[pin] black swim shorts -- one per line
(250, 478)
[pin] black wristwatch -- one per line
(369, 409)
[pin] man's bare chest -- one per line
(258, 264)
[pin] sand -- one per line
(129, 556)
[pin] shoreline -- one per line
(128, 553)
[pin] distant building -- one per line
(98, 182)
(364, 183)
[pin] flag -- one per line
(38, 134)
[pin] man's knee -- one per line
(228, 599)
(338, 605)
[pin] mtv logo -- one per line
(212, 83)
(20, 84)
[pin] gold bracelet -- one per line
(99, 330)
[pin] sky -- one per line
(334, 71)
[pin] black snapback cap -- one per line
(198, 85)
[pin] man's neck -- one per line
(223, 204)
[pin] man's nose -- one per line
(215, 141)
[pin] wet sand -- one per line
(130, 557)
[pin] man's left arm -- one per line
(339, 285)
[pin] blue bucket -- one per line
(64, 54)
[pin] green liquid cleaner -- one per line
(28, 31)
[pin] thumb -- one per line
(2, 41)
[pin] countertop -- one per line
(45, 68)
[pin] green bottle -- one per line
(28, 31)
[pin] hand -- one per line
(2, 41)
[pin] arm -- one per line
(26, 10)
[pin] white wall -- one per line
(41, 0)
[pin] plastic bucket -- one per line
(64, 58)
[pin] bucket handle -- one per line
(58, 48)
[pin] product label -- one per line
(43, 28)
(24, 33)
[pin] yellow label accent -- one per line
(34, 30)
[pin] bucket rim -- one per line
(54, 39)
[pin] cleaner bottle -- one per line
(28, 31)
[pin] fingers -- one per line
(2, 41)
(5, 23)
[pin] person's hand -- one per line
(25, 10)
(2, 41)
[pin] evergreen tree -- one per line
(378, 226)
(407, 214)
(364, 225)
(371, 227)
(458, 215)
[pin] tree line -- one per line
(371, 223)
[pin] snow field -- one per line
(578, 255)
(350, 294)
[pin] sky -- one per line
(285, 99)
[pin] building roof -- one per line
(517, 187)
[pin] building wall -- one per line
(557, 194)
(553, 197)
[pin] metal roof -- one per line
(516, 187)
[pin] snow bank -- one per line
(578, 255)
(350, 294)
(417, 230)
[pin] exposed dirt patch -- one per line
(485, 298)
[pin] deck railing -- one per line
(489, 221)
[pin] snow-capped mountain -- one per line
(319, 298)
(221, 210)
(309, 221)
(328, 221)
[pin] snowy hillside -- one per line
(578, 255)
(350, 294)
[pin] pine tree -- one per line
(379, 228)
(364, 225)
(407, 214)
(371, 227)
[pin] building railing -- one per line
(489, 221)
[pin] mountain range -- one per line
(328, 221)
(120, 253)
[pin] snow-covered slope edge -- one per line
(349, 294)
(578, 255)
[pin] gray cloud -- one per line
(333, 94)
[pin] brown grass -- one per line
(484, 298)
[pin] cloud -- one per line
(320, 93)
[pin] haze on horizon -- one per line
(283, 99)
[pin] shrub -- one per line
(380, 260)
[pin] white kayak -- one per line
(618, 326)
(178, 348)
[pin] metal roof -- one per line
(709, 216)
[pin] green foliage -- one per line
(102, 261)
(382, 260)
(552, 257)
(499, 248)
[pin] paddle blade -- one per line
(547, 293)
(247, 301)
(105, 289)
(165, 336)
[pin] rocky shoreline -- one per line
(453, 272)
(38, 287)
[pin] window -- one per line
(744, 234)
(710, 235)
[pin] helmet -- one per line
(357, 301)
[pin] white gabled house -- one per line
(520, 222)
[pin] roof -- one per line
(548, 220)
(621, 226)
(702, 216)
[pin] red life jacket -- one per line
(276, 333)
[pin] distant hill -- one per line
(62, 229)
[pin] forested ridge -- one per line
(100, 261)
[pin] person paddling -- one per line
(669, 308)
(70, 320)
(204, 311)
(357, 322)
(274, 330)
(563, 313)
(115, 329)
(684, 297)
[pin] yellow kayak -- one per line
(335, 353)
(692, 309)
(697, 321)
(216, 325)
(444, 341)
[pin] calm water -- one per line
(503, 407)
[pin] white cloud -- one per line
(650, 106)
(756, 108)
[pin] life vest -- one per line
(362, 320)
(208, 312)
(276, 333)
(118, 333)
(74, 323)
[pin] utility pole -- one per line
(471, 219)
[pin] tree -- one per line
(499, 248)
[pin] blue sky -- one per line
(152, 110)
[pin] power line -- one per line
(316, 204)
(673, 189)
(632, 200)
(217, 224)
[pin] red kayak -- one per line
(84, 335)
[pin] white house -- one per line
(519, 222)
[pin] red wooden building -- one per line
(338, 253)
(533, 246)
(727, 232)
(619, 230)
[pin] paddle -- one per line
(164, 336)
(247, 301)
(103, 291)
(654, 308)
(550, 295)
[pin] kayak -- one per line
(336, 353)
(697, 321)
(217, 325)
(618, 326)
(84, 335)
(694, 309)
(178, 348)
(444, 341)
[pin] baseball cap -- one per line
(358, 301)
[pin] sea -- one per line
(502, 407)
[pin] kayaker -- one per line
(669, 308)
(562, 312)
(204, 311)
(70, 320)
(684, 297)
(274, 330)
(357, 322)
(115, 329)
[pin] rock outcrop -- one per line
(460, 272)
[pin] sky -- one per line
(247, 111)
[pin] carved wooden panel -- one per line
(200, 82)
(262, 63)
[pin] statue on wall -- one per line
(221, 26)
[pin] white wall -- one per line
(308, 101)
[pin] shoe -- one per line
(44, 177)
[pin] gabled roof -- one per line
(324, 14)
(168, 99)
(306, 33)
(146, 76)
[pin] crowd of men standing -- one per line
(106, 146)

══════════

Return exactly, and only, the line containing "[pin] red kayak -- one per line" and every line after it through the end of the material.

[pin] red kayak -- one per line
(84, 335)
[pin] white house -- one per line
(519, 222)
[pin] red wooden building -- one per line
(338, 253)
(533, 246)
(727, 232)
(619, 230)
[pin] paddle -- one per line
(164, 336)
(247, 301)
(103, 291)
(654, 308)
(550, 295)
[pin] kayak -- one per line
(336, 353)
(697, 321)
(217, 325)
(618, 326)
(84, 335)
(694, 309)
(178, 348)
(444, 341)
[pin] baseball cap -- one per line
(358, 301)
[pin] sea -- one per line
(502, 407)
[pin] kayaker -- one per line
(669, 308)
(562, 312)
(204, 311)
(70, 320)
(684, 297)
(274, 330)
(357, 322)
(115, 329)
[pin] rock outcrop -- one per line
(460, 272)
[pin] sky -- one per line
(247, 111)
[pin] carved wooden panel -- one per line
(200, 82)
(262, 63)
[pin] statue on wall -- one per line
(221, 26)
[pin] white wall -- one per line
(308, 101)
[pin] shoe -- one per line
(44, 177)
[pin] gabled roof -- one per line
(324, 14)
(168, 99)
(306, 33)
(146, 76)
[pin] crowd of men standing -- one per line
(106, 146)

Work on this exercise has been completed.